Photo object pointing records
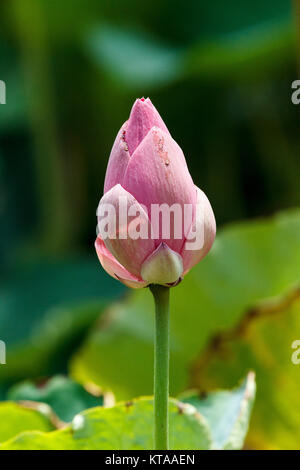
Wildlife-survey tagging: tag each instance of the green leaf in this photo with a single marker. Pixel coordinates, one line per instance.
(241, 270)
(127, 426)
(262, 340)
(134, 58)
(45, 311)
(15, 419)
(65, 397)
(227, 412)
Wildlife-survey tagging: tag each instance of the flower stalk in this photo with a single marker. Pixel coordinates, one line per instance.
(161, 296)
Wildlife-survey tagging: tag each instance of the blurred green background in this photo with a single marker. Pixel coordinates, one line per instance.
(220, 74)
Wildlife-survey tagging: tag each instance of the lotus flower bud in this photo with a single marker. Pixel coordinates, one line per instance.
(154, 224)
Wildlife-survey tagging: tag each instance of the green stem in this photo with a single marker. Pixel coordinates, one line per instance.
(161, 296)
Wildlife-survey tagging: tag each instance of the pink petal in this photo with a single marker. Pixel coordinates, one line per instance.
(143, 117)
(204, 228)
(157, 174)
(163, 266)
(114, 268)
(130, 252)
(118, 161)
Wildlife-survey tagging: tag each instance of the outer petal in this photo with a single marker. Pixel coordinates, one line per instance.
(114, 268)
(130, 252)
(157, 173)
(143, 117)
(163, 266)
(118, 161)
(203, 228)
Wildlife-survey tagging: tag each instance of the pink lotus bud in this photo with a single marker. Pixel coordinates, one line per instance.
* * *
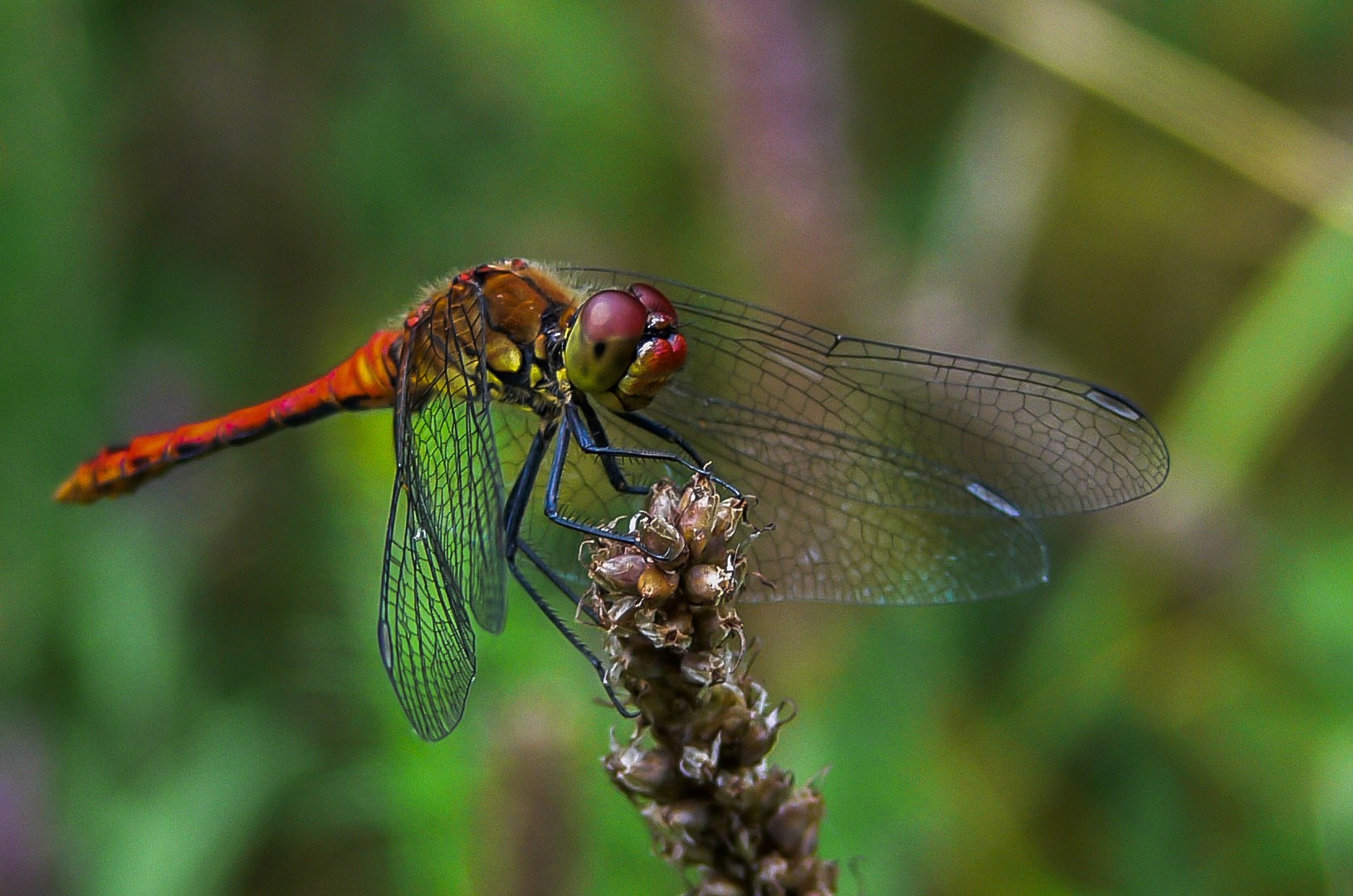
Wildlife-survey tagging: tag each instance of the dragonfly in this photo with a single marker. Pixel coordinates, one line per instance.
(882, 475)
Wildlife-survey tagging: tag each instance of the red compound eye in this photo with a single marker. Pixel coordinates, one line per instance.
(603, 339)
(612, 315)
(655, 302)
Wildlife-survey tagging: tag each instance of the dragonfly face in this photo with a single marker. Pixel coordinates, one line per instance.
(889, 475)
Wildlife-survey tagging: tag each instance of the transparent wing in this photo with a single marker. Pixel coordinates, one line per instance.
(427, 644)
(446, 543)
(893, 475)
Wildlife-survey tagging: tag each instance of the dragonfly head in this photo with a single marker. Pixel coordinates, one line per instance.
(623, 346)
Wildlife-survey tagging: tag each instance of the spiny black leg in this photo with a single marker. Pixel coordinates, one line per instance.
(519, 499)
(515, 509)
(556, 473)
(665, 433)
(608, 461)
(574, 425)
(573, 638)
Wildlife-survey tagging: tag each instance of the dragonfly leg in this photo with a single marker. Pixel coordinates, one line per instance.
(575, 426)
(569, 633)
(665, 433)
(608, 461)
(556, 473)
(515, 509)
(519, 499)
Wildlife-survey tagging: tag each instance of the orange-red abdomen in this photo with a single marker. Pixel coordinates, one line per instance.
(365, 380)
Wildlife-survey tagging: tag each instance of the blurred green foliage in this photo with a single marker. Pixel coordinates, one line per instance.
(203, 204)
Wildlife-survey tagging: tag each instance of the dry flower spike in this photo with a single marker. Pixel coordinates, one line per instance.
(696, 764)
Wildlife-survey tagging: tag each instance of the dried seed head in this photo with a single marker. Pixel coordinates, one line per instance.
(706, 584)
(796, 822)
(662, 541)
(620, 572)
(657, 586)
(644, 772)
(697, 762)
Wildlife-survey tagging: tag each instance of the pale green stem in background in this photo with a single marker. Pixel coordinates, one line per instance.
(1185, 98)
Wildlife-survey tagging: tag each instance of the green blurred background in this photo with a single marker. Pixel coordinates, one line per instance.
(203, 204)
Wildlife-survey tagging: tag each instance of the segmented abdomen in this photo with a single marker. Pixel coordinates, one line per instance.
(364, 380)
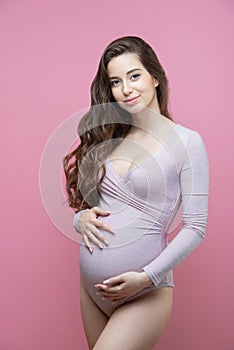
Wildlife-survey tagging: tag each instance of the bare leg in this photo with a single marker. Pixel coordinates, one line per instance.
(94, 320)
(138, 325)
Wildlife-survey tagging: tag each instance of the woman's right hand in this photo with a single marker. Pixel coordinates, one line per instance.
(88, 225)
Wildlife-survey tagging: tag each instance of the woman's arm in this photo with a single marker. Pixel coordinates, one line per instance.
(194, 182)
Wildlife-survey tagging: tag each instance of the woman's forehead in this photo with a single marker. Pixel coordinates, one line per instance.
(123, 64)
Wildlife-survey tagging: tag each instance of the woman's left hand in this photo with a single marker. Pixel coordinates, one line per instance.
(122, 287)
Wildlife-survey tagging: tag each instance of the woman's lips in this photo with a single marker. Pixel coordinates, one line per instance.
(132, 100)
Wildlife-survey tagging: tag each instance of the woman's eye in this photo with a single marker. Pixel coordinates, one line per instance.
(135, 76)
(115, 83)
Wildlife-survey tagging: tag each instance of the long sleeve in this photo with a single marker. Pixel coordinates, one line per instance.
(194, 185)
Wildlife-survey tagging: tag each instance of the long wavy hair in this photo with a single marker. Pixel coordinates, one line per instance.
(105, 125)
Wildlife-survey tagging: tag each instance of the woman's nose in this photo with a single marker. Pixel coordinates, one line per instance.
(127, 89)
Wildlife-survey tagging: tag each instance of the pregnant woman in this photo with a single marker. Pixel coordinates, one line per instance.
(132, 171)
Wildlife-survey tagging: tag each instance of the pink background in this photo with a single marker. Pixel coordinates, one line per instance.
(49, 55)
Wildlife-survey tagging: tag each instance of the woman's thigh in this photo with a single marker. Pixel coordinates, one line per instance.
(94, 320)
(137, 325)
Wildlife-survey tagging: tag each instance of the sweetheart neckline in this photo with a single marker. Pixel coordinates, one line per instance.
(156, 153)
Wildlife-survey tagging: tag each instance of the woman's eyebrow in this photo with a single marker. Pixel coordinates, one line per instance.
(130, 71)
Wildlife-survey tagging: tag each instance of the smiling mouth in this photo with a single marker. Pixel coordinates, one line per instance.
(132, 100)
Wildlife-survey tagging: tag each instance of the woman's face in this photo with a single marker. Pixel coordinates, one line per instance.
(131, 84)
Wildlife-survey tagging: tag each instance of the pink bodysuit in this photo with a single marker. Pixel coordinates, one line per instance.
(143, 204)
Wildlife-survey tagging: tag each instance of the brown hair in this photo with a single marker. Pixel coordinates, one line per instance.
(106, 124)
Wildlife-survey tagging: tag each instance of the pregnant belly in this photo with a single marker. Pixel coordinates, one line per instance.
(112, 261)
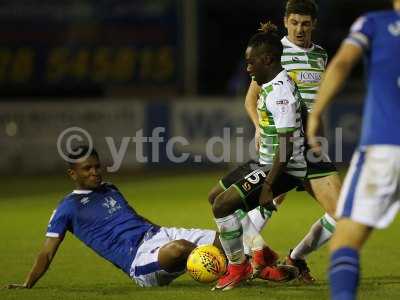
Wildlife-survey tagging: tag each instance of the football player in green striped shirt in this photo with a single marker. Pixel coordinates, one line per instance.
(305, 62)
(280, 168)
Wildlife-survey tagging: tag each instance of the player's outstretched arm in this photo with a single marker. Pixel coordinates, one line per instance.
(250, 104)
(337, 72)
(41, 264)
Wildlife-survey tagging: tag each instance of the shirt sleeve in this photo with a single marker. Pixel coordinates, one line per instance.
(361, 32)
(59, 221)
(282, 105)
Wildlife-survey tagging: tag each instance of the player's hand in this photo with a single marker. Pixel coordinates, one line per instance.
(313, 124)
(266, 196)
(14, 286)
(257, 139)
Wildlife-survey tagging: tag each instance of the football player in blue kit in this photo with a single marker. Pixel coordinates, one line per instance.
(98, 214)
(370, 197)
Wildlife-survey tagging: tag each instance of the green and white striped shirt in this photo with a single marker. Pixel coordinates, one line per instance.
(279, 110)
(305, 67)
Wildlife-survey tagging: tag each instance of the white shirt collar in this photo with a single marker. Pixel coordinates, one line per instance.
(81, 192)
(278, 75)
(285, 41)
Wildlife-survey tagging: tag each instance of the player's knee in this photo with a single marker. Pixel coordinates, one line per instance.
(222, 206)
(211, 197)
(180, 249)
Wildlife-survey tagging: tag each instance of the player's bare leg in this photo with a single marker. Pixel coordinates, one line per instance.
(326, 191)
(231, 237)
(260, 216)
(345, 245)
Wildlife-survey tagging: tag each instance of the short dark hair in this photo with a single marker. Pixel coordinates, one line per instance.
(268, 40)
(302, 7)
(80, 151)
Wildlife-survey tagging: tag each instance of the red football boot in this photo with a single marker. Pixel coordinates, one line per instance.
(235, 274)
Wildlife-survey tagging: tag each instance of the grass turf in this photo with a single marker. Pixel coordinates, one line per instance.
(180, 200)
---
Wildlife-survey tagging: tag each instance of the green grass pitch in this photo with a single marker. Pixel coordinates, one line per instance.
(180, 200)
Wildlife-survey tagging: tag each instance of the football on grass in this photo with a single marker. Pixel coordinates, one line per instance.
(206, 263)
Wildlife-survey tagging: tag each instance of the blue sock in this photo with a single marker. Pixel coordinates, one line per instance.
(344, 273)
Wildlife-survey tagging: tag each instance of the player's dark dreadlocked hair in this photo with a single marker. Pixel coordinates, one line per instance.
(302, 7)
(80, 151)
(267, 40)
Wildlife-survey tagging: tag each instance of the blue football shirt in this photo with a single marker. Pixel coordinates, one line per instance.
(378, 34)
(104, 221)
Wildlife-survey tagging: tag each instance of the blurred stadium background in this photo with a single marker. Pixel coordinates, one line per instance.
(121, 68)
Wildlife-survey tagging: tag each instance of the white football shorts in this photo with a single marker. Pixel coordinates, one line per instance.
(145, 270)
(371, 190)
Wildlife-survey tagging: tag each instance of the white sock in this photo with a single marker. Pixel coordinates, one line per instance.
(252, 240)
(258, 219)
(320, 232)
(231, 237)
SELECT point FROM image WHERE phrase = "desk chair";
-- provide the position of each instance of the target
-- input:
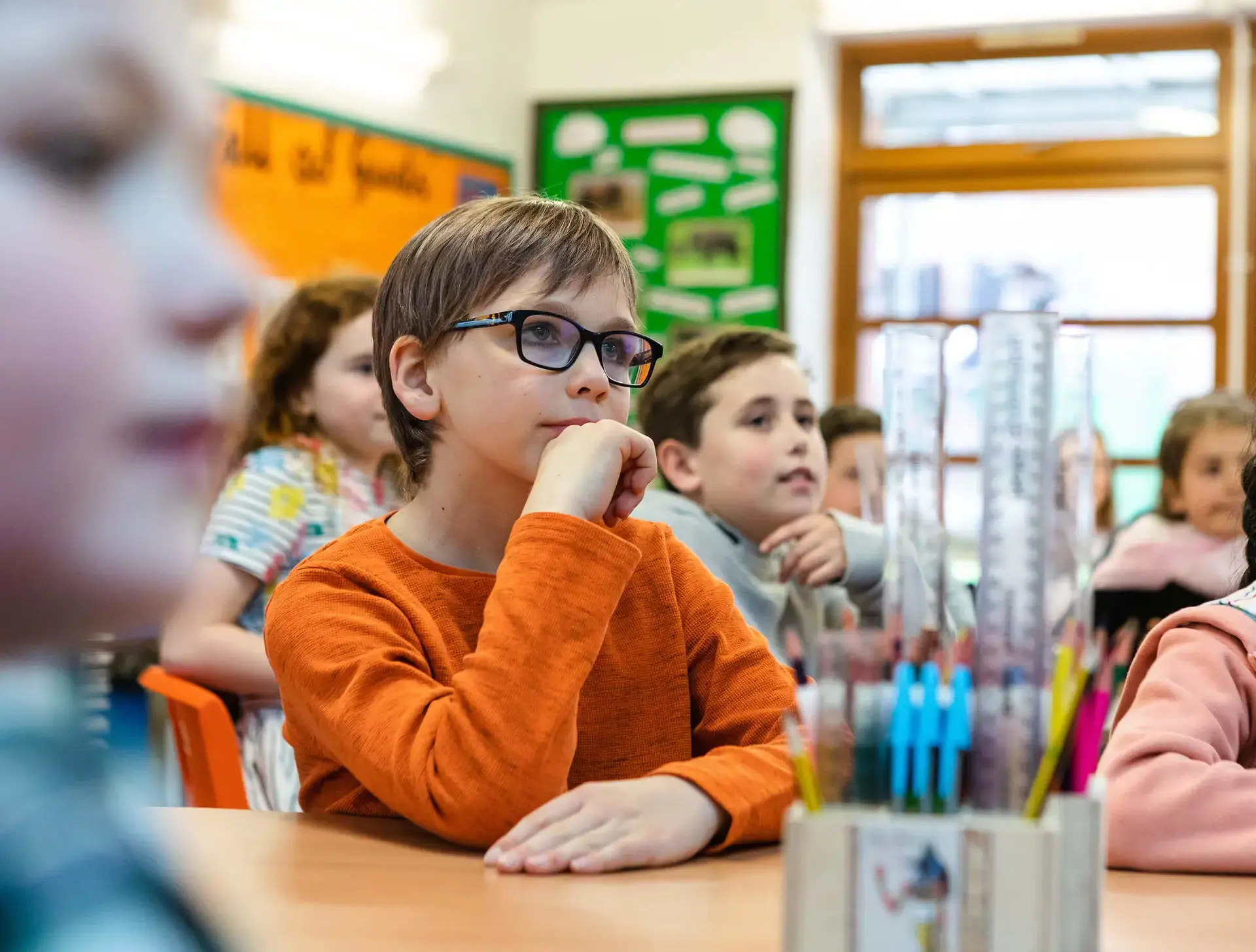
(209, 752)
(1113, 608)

[Goal]
Filter the data above and copy out every line that contains the string "abdomen".

[Complete output]
Wildlife-survey tagging: tag each instance of the orange-red abdomen in this photo with a single marker. Pixel coordinates, one line per instance.
Wildlife-survey tagging: tag each instance of the segmented abdomen in this photo with a single marker. Pixel coordinates, one line per instance.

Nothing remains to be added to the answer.